How Newfoundland soldiers forged lasting link with Scotland
- Published
Soldiers from Newfoundland made quite an impression when they took up garrison at Edinburgh Castle in 1915 but just over a year later they were virtually wiped out on the first day of the Battle of the Somme. Despite the tragedy the regiment has a lasting link to Scotland.
World War One saw soldiers from across the British Empire volunteer to defend the "mother country".
Foremost among them were men from Newfoundland, then not yet part of Canada, who took the city by storm when they arrived in Edinburgh in 1915.
They went on to form a lasting relationship with Scotland, with some choosing to stay once the fighting was over.
In February of 1915, the Royal Newfoundland Regiment became the first non-Scottish troops ever to garrison the city's famous castle.
They went on to fight at Gallipoli and then tragically were cut down in their hundreds at the Battle of the Somme.
At the time, Newfoundland was a small dominion with its own prime minister, moving towards independence within the British Empire.
Its soldiers were known as the "Blue Puttees" for the colourful leg wrappings they wore instead of standard-issue khaki, and Edinburgh welcomed them.

- - - - -

§ **Problem statement**
In the article about the Newfoundland soldiers, what nickname were the troops given, and what was it based on? The listing that comes next is separate material, unrelated to the article about the Newfoundland soldiers.

§ **Data segment**
- - - - -

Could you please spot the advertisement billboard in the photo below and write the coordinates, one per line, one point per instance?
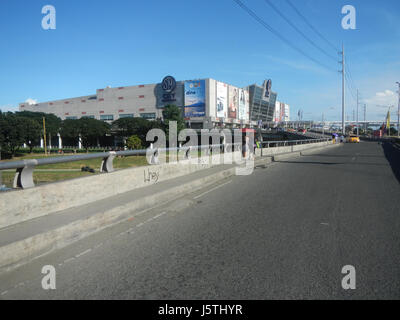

- - - - -

§ **Complete answer**
They were called the "Blue Puttees" for the colorful leg wrappings they wore instead of standard-issue khaki.